[Rows of an object pointing dataset]
....

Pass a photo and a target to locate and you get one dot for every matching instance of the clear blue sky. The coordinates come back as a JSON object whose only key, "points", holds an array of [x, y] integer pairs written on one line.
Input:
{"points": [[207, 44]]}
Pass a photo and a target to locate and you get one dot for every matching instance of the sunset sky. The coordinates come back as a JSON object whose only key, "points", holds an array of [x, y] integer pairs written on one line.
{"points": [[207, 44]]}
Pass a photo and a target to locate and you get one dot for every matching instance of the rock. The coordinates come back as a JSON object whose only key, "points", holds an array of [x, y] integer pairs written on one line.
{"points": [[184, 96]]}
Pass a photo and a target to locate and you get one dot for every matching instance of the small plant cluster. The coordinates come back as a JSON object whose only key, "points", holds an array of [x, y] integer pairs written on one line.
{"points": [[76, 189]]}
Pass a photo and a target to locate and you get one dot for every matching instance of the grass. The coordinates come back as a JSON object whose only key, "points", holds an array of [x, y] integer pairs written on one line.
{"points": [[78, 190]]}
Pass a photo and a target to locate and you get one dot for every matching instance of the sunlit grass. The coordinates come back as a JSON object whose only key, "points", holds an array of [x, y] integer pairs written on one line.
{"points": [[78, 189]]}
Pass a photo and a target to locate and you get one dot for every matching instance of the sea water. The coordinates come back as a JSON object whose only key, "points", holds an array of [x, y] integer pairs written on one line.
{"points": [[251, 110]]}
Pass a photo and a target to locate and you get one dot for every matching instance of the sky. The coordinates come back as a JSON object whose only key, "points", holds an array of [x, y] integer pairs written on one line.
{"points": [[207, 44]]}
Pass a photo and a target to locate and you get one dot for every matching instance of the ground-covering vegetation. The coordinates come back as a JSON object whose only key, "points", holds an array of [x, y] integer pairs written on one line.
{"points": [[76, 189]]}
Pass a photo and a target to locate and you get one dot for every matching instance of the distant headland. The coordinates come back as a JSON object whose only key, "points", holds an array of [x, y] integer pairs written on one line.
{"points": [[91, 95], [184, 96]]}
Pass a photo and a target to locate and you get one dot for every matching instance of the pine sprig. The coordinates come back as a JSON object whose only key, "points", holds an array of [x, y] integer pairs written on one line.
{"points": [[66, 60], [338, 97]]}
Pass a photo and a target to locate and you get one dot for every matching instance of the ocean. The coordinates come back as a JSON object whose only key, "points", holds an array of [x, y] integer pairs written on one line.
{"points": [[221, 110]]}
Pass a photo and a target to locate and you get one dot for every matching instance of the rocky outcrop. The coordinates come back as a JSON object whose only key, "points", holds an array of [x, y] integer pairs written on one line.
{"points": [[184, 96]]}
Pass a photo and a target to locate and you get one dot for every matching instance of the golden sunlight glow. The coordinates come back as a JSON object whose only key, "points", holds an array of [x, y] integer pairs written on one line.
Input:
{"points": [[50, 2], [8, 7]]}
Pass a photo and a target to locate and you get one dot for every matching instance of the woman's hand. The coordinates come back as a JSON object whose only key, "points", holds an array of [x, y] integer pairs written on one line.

....

## Given problem
Arrange all the lines of the listing above as a numbered list, omitting any blank lines.

## Answer to the exercise
1. Pass a photo and a target to locate and you get one dot for every matching instance of the clear blue sky. The coordinates come back as a JSON object whose only key, "points", holds an array of [x, y] integer pairs written on one line.
2. Input:
3. {"points": [[207, 44]]}
4. Pass a photo and a target to locate and you get one dot for every matching instance of the sunset sky. The coordinates come back as a JSON object whose only key, "points", holds an array of [x, y] integer pairs written on one line.
5. {"points": [[207, 44]]}
6. Pass a photo and a target to locate and you get one dot for every matching instance of the rock. The coordinates come back as a JSON object whose only key, "points", holds an array of [x, y] integer pairs written on one line.
7. {"points": [[184, 96]]}
8. Pass a photo and a target to locate and you get one dot for every matching instance of the small plant cluster. The coordinates come back as a JSON object whose only key, "points", holds an array of [x, y] integer pairs written on one line.
9. {"points": [[76, 189]]}
10. Pass a photo and a target to locate and you get one dot for every matching instance of the grass. The coordinates come back as a JSON object whose only key, "points", holds an array of [x, y] integer pairs written on one line.
11. {"points": [[78, 190]]}
12. Pass a photo and a target to locate and you get one dot for every matching instance of the sunlit grass. The coordinates come back as a JSON object whose only key, "points", holds an array of [x, y] integer pairs written on one line.
13. {"points": [[78, 189]]}
14. Pass a photo and a target to locate and you get one dot for every matching instance of the sea water. The coordinates come back as a JSON object whose only key, "points", holds an array of [x, y] integer pairs written on one line.
15. {"points": [[251, 110]]}
16. Pass a photo and a target to locate and you get one dot for every matching instance of the sky. The coordinates come back as a JSON object whose only key, "points", holds an array of [x, y] integer pairs written on one line.
17. {"points": [[207, 44]]}
18. Pass a photo and a target to locate and you get one dot for every matching instance of the ground-covering vegetation. The coordinates come back as a JSON object whose only key, "points", holds an array of [x, y] integer pairs written on one line.
19. {"points": [[76, 189]]}
20. Pass a photo and a target to locate and you get one dot for every matching instance of the distant headland. The coordinates come back as a JSON object whose only key, "points", holds an array of [x, y] integer pairs written on one line.
21. {"points": [[91, 95], [184, 96]]}
22. Pass a photo and a target to locate and you get one dot for every matching instance of the pine sprig. The coordinates come back as a JSON object whose only key, "points", holds an array of [x, y] integer pairs written on one line.
23. {"points": [[66, 60], [338, 97]]}
24. Pass a photo and a target to locate and you get one dot for every matching instance of the ocean. The coordinates come back as a JSON object whose only key, "points", holds an array of [x, y] integer pairs written on one line.
25. {"points": [[221, 110]]}
26. Pass a photo and a target to locate and you get one dot for every matching instance of the rocky outcrop. The coordinates come back as a JSON object whose only key, "points", holds an array of [x, y] integer pairs written on one line.
27. {"points": [[184, 96]]}
28. Pass a photo and a target to locate and you get one dot for every matching instance of the golden sunlight glow. The coordinates come back as a JSON object whose only key, "points", holds an array of [x, y] integer pairs written on one line.
29. Input:
30. {"points": [[50, 2], [8, 7]]}
31. Pass a photo and a target to locate and you get one dot for every matching instance of the woman's hand. The coordinates come back as a JSON object whose only key, "points", holds an array of [x, y] integer pairs written on one line.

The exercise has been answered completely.